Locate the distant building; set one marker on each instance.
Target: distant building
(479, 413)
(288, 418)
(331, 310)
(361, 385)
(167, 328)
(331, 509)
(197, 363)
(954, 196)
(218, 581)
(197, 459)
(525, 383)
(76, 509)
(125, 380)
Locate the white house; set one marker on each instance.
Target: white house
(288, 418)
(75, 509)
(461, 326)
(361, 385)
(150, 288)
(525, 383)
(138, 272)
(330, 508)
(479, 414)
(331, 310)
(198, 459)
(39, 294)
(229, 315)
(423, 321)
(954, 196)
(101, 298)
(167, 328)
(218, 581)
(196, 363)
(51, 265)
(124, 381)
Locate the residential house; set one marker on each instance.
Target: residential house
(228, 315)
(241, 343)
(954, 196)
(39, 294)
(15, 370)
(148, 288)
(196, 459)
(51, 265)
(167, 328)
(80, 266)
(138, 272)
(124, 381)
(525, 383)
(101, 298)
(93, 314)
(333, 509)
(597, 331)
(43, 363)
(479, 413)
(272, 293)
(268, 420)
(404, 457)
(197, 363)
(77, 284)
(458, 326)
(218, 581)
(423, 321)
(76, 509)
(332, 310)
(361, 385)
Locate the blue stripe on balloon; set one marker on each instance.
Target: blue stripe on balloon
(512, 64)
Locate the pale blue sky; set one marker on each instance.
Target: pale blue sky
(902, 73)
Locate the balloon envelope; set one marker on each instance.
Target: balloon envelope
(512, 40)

|---|

WHAT IS BEING ASKED: The output should match the records above exactly, entry for entry.

EXERCISE RESPONSE:
Locate the distant building; set one marker on each instance.
Target: distant building
(479, 413)
(288, 418)
(331, 310)
(361, 385)
(167, 328)
(331, 509)
(197, 363)
(954, 196)
(218, 581)
(197, 459)
(525, 383)
(76, 509)
(125, 380)
Locate the white house; set one marker on each instance.
Target: white house
(288, 418)
(75, 509)
(461, 326)
(361, 385)
(150, 288)
(525, 383)
(138, 272)
(330, 508)
(479, 414)
(331, 310)
(198, 459)
(39, 294)
(229, 315)
(423, 321)
(954, 196)
(101, 298)
(167, 328)
(218, 581)
(196, 363)
(51, 265)
(124, 381)
Locate the residential house; set one marker on each instance.
Target: residential house
(228, 315)
(241, 343)
(954, 196)
(39, 294)
(15, 370)
(148, 288)
(196, 459)
(51, 265)
(167, 328)
(80, 266)
(138, 272)
(124, 381)
(525, 383)
(101, 298)
(93, 314)
(333, 509)
(597, 331)
(43, 363)
(479, 413)
(272, 293)
(268, 420)
(404, 457)
(197, 363)
(77, 284)
(458, 326)
(218, 581)
(423, 321)
(76, 509)
(332, 310)
(361, 385)
Locate the blue stripe on balloon; set one marker on each instance.
Target: blue stripe on balloon
(512, 64)
Locate the pale blue sky; set one marker on each instance.
Target: pale blue sky
(902, 73)
Locate the balloon envelope; set one marker on each instance.
Target: balloon envelope
(512, 40)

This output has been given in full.